What is required
From the entries below, return every line that includes the word "shorts".

==== Records to use ====

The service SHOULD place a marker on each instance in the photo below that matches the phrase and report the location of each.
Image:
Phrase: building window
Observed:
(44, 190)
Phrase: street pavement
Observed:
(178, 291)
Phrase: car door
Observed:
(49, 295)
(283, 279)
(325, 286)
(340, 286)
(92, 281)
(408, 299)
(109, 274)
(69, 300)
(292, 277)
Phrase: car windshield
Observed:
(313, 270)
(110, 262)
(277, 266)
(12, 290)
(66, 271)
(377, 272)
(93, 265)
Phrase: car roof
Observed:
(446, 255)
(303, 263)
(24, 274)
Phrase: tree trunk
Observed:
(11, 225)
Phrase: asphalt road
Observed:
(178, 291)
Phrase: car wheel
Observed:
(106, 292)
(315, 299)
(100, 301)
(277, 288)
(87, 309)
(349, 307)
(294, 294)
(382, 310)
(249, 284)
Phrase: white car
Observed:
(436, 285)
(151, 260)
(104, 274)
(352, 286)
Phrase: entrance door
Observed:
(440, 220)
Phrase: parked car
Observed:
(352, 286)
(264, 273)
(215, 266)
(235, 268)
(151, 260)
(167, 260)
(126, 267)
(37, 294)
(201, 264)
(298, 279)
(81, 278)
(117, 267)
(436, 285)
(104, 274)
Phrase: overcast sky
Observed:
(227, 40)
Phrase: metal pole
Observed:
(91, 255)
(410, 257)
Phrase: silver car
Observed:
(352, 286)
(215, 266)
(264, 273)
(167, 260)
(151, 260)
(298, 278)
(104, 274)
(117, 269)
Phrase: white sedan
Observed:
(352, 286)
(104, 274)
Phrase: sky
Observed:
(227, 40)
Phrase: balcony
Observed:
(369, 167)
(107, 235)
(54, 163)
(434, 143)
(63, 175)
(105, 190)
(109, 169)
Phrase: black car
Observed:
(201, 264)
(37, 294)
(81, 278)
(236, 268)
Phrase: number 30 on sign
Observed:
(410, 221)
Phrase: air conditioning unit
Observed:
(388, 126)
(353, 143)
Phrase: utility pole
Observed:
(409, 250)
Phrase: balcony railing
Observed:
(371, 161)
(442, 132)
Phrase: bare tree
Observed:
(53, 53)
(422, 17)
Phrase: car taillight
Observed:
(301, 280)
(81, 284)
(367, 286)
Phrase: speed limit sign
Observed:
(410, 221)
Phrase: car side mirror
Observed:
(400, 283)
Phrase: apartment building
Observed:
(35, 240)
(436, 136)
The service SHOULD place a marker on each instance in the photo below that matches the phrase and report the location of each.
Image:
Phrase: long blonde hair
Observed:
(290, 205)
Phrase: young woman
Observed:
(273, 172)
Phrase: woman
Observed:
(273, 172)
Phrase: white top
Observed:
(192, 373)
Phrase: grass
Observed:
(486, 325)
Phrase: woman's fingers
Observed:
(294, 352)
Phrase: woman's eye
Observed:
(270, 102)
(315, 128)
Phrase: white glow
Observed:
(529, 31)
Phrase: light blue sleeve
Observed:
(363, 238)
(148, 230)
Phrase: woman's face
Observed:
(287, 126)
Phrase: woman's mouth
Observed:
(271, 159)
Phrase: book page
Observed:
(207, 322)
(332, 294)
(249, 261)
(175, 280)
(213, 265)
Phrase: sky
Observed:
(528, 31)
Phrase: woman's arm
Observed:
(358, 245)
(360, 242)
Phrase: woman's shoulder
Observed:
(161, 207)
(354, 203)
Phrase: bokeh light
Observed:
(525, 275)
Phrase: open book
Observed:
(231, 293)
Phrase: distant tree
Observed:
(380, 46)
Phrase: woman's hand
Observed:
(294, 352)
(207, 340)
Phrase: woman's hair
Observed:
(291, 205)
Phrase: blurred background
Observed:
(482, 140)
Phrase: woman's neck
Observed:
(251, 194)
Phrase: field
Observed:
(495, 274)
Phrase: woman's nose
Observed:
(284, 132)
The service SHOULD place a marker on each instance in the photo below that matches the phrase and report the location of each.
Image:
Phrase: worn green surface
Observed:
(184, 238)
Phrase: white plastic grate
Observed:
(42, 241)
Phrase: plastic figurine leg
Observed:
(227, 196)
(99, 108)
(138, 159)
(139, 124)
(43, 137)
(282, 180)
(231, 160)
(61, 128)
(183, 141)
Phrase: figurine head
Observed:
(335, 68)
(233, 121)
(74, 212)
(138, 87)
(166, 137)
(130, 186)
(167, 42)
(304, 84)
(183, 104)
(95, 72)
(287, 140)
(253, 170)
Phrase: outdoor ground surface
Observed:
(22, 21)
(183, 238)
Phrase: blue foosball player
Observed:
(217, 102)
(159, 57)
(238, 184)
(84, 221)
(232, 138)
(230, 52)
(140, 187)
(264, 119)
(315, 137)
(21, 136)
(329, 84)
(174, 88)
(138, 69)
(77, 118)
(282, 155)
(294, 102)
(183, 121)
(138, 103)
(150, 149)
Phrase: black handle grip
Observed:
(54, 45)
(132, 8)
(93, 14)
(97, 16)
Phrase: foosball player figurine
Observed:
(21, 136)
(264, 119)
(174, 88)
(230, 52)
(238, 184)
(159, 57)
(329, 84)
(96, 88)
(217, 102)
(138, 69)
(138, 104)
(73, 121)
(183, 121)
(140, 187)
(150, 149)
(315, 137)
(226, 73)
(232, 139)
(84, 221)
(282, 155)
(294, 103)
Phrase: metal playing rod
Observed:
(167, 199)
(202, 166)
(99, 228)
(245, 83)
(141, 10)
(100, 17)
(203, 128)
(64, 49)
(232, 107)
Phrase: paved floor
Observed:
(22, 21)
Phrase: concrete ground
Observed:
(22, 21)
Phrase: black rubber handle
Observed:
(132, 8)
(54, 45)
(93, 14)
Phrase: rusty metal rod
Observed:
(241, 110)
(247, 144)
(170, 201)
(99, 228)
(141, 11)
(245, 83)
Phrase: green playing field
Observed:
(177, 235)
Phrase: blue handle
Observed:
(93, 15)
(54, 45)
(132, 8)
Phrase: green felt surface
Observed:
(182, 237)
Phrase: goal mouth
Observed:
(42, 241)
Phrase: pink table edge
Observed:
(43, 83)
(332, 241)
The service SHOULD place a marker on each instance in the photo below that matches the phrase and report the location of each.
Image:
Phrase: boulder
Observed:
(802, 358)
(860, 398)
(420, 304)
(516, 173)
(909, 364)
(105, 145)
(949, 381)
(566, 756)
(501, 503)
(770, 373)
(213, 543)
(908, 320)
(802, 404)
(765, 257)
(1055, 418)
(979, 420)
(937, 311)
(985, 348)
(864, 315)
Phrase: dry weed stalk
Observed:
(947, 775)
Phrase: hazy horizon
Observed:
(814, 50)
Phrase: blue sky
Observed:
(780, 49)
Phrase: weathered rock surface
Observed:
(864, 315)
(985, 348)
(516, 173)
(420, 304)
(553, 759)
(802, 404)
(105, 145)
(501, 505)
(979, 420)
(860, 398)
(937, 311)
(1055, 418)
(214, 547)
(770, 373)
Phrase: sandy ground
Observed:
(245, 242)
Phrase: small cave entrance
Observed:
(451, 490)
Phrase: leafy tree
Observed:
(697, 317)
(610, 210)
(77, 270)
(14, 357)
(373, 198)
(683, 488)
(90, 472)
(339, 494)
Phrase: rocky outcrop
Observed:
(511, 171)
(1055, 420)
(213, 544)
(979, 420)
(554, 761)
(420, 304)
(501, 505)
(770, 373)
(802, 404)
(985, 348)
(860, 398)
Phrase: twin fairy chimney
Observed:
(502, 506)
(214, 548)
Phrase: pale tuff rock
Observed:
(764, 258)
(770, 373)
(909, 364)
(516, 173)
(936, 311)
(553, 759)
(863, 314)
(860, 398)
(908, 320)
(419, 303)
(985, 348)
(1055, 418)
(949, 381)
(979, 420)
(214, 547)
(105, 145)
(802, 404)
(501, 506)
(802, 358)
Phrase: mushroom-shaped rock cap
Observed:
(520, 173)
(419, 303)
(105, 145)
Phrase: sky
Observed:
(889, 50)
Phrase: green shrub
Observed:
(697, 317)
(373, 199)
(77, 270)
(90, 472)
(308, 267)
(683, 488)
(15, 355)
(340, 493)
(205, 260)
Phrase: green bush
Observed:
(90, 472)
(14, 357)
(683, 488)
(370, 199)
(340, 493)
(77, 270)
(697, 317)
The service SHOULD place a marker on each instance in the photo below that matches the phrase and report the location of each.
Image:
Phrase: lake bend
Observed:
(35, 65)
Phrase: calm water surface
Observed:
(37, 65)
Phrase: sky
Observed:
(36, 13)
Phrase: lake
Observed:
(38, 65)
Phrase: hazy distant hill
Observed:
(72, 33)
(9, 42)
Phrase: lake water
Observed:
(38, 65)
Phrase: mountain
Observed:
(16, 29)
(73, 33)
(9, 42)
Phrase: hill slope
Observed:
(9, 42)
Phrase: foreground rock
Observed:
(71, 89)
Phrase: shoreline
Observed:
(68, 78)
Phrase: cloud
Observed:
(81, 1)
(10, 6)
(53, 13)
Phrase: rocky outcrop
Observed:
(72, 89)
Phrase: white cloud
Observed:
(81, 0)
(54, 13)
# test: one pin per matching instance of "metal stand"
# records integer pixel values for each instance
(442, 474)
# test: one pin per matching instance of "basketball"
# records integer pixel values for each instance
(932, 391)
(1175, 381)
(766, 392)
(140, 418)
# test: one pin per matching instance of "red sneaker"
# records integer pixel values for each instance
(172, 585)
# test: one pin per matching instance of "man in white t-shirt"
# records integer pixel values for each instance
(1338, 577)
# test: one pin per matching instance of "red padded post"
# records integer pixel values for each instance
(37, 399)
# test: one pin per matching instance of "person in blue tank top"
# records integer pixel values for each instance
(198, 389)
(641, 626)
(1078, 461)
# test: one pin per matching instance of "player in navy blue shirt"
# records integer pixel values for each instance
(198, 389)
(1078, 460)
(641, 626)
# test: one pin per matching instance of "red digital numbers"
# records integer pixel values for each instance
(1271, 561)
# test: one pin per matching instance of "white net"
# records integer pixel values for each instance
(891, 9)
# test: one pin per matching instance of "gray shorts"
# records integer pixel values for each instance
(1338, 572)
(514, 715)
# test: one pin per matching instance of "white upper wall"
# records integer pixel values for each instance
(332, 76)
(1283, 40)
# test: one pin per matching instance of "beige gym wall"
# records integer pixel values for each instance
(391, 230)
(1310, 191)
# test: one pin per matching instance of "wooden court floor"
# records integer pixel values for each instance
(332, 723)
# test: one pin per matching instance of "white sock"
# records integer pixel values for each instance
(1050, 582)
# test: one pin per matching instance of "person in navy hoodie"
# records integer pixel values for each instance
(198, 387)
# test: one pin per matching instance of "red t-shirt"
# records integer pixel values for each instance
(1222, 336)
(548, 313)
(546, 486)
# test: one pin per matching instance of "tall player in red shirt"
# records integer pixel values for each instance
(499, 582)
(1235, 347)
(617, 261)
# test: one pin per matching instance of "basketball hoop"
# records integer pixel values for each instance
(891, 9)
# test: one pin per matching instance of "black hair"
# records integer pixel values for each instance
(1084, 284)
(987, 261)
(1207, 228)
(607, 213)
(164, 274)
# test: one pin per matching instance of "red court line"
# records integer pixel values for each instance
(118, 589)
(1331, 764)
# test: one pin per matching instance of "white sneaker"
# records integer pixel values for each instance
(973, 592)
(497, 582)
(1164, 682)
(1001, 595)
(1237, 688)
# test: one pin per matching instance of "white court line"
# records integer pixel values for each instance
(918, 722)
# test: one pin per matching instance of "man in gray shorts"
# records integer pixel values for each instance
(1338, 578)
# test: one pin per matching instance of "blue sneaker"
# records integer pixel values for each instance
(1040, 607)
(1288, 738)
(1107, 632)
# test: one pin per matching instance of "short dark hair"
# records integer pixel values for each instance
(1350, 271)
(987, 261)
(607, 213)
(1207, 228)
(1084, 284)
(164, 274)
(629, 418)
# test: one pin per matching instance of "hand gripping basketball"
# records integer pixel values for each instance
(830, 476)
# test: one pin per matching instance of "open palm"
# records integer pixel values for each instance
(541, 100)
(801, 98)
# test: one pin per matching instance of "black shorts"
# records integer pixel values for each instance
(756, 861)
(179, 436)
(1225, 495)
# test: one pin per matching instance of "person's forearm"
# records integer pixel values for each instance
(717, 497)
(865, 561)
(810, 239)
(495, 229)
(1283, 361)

====

Answer
# test: one pin per matching instance of "gray shorts"
# test: one pin per matching instance of "man in gray shorts"
# test: one pin per matching instance of "black shorts"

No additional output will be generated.